**AIM**
Arrange every line of the rows below as a Markdown table with two columns, No. for the line number and Entry for the line itself. Omit blank lines.

** start of EXTRACTED INFORMATION **

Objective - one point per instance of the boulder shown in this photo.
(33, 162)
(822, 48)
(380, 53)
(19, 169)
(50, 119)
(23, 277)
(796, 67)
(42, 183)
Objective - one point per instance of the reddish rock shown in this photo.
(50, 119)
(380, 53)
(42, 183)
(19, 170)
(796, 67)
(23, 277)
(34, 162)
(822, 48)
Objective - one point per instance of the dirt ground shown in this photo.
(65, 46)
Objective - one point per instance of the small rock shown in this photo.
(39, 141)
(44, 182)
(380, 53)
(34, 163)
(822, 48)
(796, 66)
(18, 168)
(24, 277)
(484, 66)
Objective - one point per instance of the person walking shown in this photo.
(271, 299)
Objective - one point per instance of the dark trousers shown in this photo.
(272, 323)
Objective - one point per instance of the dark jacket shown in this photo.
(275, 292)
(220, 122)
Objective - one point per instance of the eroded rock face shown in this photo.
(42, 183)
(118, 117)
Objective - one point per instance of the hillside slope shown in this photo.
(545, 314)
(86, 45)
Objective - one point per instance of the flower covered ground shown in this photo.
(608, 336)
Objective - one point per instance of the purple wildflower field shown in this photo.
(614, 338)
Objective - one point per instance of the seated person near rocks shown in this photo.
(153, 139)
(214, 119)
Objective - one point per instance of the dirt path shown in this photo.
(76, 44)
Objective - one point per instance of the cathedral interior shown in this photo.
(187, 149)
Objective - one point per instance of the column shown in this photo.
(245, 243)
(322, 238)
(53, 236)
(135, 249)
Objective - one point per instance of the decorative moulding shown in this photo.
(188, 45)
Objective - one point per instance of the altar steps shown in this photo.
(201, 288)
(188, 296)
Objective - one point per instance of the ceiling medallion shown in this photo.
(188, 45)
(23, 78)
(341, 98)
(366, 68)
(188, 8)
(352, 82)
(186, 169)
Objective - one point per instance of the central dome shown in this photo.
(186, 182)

** end of EXTRACTED INFORMATION **

**RESULT**
| No. | Entry |
|---|---|
| 1 | Objective - one point per instance of the boulder shown in this photo. |
| 2 | (33, 162) |
| 3 | (822, 48) |
| 4 | (380, 53) |
| 5 | (19, 169) |
| 6 | (50, 119) |
| 7 | (23, 277) |
| 8 | (796, 67) |
| 9 | (42, 183) |
| 10 | Objective - one point per instance of the reddish rock shown in this photo. |
| 11 | (50, 119) |
| 12 | (380, 53) |
| 13 | (42, 183) |
| 14 | (19, 170) |
| 15 | (796, 67) |
| 16 | (23, 277) |
| 17 | (34, 162) |
| 18 | (822, 48) |
| 19 | Objective - one point per instance of the dirt ground shown in this photo. |
| 20 | (65, 46) |
| 21 | Objective - one point per instance of the small rock shown in this photo. |
| 22 | (39, 141) |
| 23 | (44, 182) |
| 24 | (380, 53) |
| 25 | (34, 163) |
| 26 | (822, 48) |
| 27 | (796, 66) |
| 28 | (18, 168) |
| 29 | (24, 277) |
| 30 | (484, 66) |
| 31 | Objective - one point per instance of the person walking shown in this photo. |
| 32 | (271, 299) |
| 33 | Objective - one point per instance of the dark trousers shown in this photo. |
| 34 | (272, 323) |
| 35 | Objective - one point per instance of the dark jacket shown in this photo. |
| 36 | (275, 292) |
| 37 | (220, 122) |
| 38 | Objective - one point per instance of the eroded rock face shown in this photo. |
| 39 | (42, 183) |
| 40 | (118, 117) |
| 41 | Objective - one point per instance of the hillside slope shown in this photo. |
| 42 | (545, 314) |
| 43 | (86, 45) |
| 44 | Objective - one point per instance of the flower covered ground shown in this photo. |
| 45 | (608, 336) |
| 46 | Objective - one point per instance of the purple wildflower field shown in this photo. |
| 47 | (614, 338) |
| 48 | Objective - one point per instance of the seated person near rocks shown in this photo. |
| 49 | (153, 139) |
| 50 | (214, 119) |
| 51 | Objective - one point per instance of the dirt path shown in this photo. |
| 52 | (76, 44) |
| 53 | Objective - one point per instance of the cathedral interior shown in this photo. |
| 54 | (187, 149) |
| 55 | Objective - one point per instance of the column shown in this photo. |
| 56 | (245, 243) |
| 57 | (322, 238) |
| 58 | (53, 236) |
| 59 | (135, 249) |
| 60 | Objective - one point per instance of the decorative moulding shown in this photo. |
| 61 | (188, 45) |
| 62 | Objective - one point per instance of the altar steps shown in this photo. |
| 63 | (201, 288) |
| 64 | (188, 296) |
| 65 | Objective - one point per instance of the ceiling medallion shown in this photo. |
| 66 | (188, 45) |
| 67 | (23, 78) |
| 68 | (341, 98) |
| 69 | (366, 68) |
| 70 | (188, 8) |
| 71 | (352, 82) |
| 72 | (186, 169) |
| 73 | Objective - one point per instance of the central dome shown in this photo. |
| 74 | (186, 182) |